**Work instruction**
Retype, without alteration, each line from the line containing "of the asphalt" to the final line of the records.
--- Supplied material ---
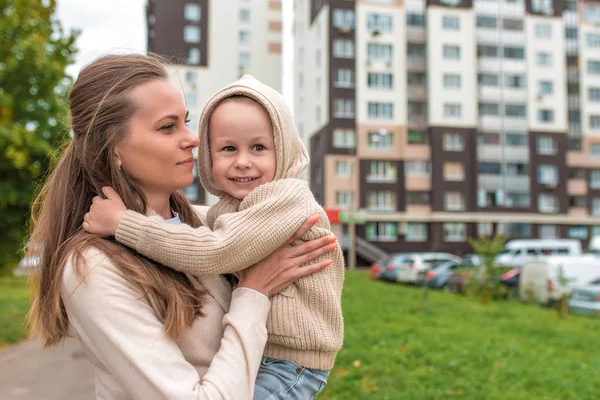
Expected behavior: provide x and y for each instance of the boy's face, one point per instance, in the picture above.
(241, 147)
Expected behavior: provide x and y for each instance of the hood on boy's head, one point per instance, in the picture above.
(291, 155)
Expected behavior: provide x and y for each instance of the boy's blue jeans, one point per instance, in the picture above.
(284, 379)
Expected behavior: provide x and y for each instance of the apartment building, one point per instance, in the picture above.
(210, 43)
(439, 120)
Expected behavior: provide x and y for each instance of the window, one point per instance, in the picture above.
(516, 139)
(343, 200)
(415, 19)
(594, 67)
(516, 53)
(542, 7)
(595, 179)
(451, 81)
(577, 201)
(377, 80)
(545, 88)
(452, 110)
(191, 34)
(416, 232)
(381, 201)
(376, 51)
(547, 145)
(484, 50)
(543, 59)
(417, 198)
(451, 22)
(547, 175)
(343, 108)
(381, 231)
(488, 79)
(545, 116)
(516, 81)
(455, 231)
(453, 142)
(379, 22)
(489, 109)
(381, 110)
(512, 24)
(548, 232)
(454, 201)
(343, 169)
(244, 60)
(595, 150)
(487, 22)
(343, 18)
(245, 37)
(344, 138)
(381, 171)
(344, 77)
(244, 15)
(417, 137)
(595, 122)
(595, 211)
(485, 229)
(381, 141)
(451, 52)
(547, 203)
(515, 110)
(194, 56)
(454, 171)
(594, 94)
(592, 40)
(543, 31)
(421, 168)
(578, 232)
(193, 12)
(343, 48)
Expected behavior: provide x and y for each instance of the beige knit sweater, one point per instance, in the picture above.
(305, 324)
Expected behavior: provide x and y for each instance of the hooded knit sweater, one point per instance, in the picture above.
(305, 323)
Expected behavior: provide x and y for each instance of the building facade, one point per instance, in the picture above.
(210, 43)
(440, 120)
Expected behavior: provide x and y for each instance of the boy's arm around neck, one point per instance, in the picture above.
(267, 218)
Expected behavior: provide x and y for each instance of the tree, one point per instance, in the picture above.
(34, 53)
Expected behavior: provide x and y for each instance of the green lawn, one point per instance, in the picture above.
(14, 303)
(459, 349)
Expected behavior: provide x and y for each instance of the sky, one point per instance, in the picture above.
(109, 26)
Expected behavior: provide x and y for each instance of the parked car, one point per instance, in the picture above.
(586, 299)
(437, 277)
(540, 279)
(406, 267)
(377, 267)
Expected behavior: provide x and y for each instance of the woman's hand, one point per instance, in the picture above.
(105, 213)
(283, 267)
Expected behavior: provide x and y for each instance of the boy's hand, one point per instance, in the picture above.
(105, 214)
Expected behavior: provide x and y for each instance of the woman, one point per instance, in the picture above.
(149, 331)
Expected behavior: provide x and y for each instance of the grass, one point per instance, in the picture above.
(14, 303)
(458, 348)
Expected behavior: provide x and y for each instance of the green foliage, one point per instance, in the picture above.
(458, 349)
(486, 285)
(34, 52)
(14, 303)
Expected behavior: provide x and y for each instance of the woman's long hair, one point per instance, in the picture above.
(100, 110)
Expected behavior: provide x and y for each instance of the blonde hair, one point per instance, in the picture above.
(100, 109)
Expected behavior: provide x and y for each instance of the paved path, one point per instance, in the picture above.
(29, 373)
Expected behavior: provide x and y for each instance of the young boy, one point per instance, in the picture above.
(251, 156)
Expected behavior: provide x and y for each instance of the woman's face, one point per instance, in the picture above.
(157, 152)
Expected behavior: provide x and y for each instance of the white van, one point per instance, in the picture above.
(539, 281)
(517, 252)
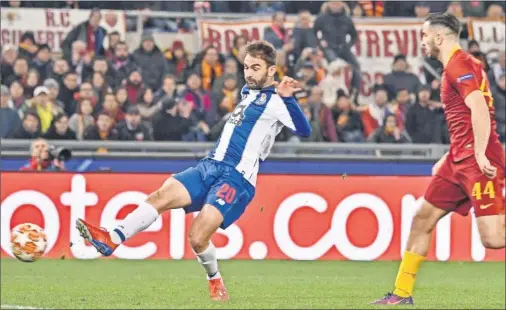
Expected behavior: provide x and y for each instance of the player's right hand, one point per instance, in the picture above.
(438, 165)
(485, 166)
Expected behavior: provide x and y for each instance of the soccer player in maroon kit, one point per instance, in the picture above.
(471, 174)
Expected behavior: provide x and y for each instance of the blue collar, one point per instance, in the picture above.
(270, 89)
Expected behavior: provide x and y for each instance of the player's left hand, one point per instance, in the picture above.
(287, 87)
(485, 166)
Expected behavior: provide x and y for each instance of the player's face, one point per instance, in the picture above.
(429, 41)
(256, 72)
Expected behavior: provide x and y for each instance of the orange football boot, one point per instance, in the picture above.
(98, 237)
(217, 290)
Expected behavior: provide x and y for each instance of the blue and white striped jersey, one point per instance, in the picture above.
(249, 133)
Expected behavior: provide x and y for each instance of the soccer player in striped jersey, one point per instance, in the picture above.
(222, 184)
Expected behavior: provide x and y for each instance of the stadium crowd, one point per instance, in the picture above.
(93, 93)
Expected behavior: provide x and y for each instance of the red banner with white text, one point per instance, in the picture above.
(377, 44)
(291, 217)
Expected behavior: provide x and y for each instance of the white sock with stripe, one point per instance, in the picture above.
(140, 219)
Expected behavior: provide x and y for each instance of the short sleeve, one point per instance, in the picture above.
(465, 76)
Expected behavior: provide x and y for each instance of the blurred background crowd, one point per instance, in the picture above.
(93, 92)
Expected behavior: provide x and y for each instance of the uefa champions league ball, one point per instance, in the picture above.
(28, 242)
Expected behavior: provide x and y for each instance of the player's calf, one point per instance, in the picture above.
(204, 226)
(492, 231)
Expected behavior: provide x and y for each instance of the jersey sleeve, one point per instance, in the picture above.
(289, 113)
(466, 76)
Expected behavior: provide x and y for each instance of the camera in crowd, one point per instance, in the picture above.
(60, 153)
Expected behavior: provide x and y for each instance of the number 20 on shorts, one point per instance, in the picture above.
(487, 190)
(227, 193)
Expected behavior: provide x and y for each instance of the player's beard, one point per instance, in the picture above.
(257, 84)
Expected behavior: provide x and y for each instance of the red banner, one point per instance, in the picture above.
(291, 217)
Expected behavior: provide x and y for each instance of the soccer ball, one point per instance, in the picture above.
(28, 242)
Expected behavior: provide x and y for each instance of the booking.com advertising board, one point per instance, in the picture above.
(293, 216)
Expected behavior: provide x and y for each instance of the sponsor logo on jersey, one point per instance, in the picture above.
(467, 76)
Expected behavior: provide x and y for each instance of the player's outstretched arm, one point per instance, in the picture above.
(480, 118)
(290, 113)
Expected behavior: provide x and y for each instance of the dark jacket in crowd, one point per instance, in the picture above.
(335, 27)
(153, 65)
(421, 124)
(9, 122)
(170, 128)
(125, 133)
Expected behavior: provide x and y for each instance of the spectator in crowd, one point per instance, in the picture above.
(59, 129)
(348, 122)
(67, 91)
(237, 54)
(421, 118)
(82, 119)
(30, 127)
(121, 65)
(335, 26)
(100, 87)
(85, 91)
(334, 81)
(20, 72)
(113, 38)
(316, 132)
(495, 12)
(389, 132)
(103, 130)
(230, 68)
(499, 94)
(43, 62)
(178, 59)
(312, 58)
(40, 160)
(400, 78)
(17, 95)
(148, 106)
(303, 35)
(200, 100)
(152, 61)
(225, 100)
(90, 32)
(422, 9)
(210, 68)
(168, 88)
(115, 108)
(400, 106)
(134, 86)
(374, 114)
(54, 89)
(27, 46)
(60, 68)
(322, 114)
(276, 33)
(132, 128)
(9, 55)
(32, 81)
(172, 122)
(499, 68)
(9, 118)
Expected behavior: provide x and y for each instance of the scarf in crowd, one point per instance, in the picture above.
(209, 74)
(372, 8)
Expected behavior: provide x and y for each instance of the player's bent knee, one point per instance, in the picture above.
(171, 195)
(426, 218)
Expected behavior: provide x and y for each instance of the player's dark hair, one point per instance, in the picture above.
(446, 20)
(263, 50)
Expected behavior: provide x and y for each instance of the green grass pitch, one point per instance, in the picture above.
(123, 284)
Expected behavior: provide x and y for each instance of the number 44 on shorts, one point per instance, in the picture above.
(487, 190)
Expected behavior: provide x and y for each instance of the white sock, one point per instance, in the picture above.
(208, 260)
(140, 219)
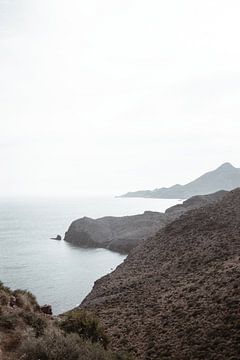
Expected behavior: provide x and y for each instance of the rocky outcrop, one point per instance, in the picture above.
(115, 233)
(177, 295)
(226, 177)
(122, 234)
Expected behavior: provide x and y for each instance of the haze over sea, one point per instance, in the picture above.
(57, 272)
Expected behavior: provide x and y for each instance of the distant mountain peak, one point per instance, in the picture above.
(225, 177)
(227, 166)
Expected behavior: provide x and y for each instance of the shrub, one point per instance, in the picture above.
(13, 341)
(36, 321)
(5, 288)
(8, 321)
(25, 299)
(86, 325)
(4, 298)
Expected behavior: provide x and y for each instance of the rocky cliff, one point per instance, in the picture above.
(226, 177)
(177, 295)
(122, 234)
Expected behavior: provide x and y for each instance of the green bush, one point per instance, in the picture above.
(54, 345)
(25, 299)
(86, 325)
(36, 321)
(8, 321)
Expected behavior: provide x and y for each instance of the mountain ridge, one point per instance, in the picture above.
(176, 296)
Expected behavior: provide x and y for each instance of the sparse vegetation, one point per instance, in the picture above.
(86, 325)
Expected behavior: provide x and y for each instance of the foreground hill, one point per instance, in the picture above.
(177, 295)
(226, 177)
(122, 234)
(29, 332)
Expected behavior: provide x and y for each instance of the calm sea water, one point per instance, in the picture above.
(56, 272)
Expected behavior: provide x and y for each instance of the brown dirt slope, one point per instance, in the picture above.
(177, 296)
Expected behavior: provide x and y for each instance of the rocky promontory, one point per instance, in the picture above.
(177, 295)
(122, 234)
(225, 177)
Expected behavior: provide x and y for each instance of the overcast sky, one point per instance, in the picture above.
(102, 97)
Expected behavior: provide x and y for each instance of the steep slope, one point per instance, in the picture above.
(177, 295)
(122, 234)
(226, 177)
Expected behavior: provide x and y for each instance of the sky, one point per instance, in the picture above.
(105, 97)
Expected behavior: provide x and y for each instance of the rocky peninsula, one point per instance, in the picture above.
(177, 295)
(122, 234)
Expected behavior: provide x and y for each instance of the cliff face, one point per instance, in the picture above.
(226, 177)
(177, 295)
(122, 234)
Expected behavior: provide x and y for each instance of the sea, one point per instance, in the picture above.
(56, 272)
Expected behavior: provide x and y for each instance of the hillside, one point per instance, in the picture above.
(122, 234)
(226, 177)
(30, 332)
(177, 295)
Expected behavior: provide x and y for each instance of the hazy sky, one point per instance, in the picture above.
(102, 97)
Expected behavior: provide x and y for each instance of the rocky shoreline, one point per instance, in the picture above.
(122, 234)
(177, 295)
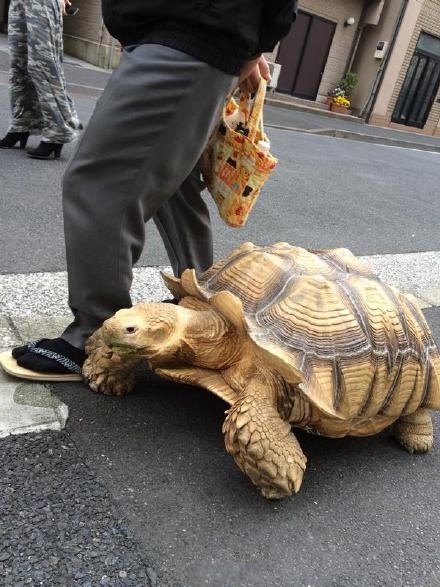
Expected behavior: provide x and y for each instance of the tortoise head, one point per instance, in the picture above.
(150, 330)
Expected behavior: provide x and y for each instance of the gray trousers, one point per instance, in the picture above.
(137, 160)
(39, 99)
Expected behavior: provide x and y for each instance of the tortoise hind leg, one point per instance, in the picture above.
(414, 431)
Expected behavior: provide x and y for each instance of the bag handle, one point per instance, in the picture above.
(255, 122)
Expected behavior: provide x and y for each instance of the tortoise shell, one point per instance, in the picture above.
(361, 347)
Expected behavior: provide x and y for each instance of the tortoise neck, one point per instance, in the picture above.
(210, 341)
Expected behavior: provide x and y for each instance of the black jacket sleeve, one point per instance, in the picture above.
(276, 19)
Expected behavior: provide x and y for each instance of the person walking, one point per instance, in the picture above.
(40, 103)
(138, 158)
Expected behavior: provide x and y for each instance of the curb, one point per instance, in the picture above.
(357, 136)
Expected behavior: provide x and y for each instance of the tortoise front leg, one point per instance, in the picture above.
(105, 371)
(262, 443)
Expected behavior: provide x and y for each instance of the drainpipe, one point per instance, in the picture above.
(356, 41)
(371, 101)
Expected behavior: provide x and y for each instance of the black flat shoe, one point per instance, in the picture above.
(45, 150)
(12, 138)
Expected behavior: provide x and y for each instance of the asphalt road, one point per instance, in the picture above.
(156, 472)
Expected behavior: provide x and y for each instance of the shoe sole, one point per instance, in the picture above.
(10, 366)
---
**Completed task**
Expected behavior: provide x and y for each instance of the asphalt road, one point per instance, in the picture above.
(156, 472)
Expected behavior: provide x and y for each instance of the shoe sole, one point per instance, in the picture above.
(10, 366)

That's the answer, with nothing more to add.